Dataset entries:
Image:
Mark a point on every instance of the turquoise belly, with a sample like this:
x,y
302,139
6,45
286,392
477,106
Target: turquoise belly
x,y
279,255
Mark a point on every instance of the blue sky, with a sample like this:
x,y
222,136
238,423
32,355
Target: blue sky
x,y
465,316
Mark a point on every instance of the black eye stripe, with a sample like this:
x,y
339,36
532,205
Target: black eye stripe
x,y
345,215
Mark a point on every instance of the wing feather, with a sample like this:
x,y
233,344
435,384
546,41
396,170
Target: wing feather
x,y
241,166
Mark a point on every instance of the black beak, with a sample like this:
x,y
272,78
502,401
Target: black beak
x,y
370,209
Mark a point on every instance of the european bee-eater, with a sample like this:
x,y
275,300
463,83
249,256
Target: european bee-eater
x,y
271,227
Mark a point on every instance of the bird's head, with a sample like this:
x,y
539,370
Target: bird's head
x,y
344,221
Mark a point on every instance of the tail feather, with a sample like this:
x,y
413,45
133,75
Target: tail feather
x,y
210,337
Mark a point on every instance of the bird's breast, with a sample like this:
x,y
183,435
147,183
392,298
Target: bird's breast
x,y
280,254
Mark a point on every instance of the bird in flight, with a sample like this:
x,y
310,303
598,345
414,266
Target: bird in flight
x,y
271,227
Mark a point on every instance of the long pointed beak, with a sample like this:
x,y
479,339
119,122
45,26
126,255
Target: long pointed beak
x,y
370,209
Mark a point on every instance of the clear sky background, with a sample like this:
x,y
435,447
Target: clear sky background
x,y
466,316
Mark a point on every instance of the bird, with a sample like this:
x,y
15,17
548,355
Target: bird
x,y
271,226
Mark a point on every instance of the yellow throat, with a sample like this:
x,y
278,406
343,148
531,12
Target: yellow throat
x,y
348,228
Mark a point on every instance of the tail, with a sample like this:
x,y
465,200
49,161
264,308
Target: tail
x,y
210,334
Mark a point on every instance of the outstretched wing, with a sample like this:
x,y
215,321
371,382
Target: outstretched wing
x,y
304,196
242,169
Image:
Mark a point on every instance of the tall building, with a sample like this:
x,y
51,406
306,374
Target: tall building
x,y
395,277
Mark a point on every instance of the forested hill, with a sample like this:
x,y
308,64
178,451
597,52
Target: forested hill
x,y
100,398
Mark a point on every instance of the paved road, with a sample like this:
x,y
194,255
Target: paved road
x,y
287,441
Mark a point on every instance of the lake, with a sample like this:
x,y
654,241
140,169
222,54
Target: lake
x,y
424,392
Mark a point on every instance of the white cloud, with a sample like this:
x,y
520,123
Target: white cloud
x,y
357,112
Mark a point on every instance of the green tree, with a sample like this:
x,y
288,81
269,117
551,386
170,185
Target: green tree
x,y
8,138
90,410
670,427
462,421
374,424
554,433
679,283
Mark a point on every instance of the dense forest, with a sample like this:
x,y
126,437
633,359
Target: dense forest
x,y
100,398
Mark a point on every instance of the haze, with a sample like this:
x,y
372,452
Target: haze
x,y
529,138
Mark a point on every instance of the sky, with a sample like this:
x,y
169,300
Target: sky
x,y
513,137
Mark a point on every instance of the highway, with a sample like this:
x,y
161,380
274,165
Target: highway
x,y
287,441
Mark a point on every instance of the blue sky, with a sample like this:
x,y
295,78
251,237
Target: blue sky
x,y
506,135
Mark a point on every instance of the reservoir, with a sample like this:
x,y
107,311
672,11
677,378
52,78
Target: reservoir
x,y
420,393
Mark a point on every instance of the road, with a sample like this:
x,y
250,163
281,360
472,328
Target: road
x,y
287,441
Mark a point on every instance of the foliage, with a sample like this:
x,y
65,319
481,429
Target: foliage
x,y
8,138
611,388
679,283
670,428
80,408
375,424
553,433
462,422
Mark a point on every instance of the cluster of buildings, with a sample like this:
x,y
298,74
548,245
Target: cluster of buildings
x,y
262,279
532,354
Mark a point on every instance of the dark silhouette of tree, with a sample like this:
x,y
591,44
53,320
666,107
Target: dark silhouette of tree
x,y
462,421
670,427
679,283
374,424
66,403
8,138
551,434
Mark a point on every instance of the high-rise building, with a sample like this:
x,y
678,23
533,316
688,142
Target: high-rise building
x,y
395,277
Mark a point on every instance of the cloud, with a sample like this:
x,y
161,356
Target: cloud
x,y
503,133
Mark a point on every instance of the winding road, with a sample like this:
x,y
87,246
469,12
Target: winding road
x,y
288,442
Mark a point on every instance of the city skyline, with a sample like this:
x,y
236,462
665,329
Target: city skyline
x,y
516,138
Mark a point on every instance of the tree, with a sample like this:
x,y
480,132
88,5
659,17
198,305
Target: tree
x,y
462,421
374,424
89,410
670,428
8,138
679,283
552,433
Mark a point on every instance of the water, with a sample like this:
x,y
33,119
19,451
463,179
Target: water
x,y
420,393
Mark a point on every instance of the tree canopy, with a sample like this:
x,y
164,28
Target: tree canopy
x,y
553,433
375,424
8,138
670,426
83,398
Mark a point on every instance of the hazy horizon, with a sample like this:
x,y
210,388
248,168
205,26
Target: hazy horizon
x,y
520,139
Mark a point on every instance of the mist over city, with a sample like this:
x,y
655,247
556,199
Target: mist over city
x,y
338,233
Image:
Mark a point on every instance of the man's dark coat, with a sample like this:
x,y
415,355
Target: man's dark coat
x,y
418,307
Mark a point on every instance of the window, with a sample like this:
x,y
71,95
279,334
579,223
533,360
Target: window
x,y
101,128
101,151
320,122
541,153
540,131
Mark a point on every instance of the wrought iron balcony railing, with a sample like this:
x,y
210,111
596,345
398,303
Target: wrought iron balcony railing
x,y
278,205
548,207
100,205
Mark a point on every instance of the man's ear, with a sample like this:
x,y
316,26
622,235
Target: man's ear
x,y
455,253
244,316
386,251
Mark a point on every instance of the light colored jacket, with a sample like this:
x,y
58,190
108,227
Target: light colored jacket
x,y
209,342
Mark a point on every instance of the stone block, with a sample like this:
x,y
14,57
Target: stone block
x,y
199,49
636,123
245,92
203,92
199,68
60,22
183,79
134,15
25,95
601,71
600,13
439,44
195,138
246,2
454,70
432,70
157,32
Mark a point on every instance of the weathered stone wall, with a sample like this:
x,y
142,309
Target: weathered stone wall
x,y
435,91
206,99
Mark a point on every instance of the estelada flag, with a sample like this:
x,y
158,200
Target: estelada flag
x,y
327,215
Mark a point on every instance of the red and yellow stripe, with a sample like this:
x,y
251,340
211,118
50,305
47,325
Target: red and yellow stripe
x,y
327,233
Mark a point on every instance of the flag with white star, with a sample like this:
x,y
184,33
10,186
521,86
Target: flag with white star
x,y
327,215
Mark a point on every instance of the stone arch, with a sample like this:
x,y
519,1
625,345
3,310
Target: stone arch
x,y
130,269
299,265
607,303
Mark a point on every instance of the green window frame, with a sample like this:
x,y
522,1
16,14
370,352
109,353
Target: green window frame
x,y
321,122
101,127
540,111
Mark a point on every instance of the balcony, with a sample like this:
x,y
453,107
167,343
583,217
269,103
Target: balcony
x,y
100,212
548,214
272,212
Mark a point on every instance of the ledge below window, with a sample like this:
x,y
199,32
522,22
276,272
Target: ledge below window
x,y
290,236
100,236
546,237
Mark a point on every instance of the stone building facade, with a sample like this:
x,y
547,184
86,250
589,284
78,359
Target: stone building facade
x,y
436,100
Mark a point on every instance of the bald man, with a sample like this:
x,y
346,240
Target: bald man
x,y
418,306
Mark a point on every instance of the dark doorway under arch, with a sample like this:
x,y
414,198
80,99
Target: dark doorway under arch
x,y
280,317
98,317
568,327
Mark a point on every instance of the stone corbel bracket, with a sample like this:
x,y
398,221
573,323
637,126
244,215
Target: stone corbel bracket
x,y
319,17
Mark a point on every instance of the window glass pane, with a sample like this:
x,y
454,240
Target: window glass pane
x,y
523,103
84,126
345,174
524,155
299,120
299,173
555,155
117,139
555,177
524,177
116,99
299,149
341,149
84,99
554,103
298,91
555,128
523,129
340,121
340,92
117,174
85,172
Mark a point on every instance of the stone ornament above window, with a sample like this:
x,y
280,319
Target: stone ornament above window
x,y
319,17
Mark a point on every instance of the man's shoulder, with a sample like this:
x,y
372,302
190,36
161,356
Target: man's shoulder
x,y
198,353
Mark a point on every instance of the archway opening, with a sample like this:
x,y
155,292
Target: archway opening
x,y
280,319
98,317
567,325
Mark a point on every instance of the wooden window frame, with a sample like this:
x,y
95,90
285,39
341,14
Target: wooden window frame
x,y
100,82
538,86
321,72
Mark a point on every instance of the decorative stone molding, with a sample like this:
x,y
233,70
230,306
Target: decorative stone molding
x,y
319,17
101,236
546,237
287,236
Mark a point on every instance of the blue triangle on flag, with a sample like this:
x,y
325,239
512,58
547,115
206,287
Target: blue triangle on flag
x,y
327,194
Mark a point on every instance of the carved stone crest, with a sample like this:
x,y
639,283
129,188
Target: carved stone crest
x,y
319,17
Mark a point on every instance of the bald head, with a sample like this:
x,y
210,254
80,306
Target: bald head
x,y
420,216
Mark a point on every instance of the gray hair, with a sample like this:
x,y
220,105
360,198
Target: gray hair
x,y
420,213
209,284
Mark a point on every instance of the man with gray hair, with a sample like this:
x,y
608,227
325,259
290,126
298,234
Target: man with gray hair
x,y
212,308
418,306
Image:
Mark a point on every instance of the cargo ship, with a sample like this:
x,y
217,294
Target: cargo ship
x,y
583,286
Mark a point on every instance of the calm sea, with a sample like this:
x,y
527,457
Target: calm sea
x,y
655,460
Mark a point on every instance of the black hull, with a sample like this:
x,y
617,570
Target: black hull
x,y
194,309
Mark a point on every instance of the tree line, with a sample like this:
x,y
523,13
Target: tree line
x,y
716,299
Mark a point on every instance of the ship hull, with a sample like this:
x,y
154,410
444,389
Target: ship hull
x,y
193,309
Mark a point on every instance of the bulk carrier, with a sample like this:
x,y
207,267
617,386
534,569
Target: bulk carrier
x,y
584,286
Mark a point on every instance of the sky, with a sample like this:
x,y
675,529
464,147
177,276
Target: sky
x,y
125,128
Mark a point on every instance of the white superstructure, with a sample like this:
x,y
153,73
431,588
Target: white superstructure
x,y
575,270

▸ **Directions**: Give back exactly the lines from the one containing "Mark a point on every instance of the man with" through the last line of the records.

▸ **Task result**:
Mark a point on every instance of the man with gray hair, with a sample like this:
x,y
608,227
325,259
290,126
298,234
Target: man with gray hair
x,y
212,308
418,306
Image:
Mark a point on every instance of the cargo ship, with a sample like this:
x,y
217,294
Target: cargo ship
x,y
583,286
Mark a point on every instance of the calm sea, with a sample like this:
x,y
527,457
Target: calm sea
x,y
655,460
Mark a point on every instance of the black hull, with a sample like this:
x,y
617,570
Target: black hull
x,y
194,309
Mark a point on every instance of the tree line, with a sample like this:
x,y
523,13
Target: tree line
x,y
716,299
Mark a point on every instance of the ship hull, with a sample like this:
x,y
154,410
444,389
Target: ship hull
x,y
193,309
Mark a point on every instance of the bulk carrier, with a sample like this:
x,y
207,267
617,386
534,569
Target: bulk carrier
x,y
584,286
Mark a point on every instance of the sky, with a sample like this:
x,y
675,529
464,147
177,276
Target: sky
x,y
125,128
Mark a point on every instance of the white superstructure, with a sample like this:
x,y
153,73
431,588
Target: white superstructure
x,y
575,270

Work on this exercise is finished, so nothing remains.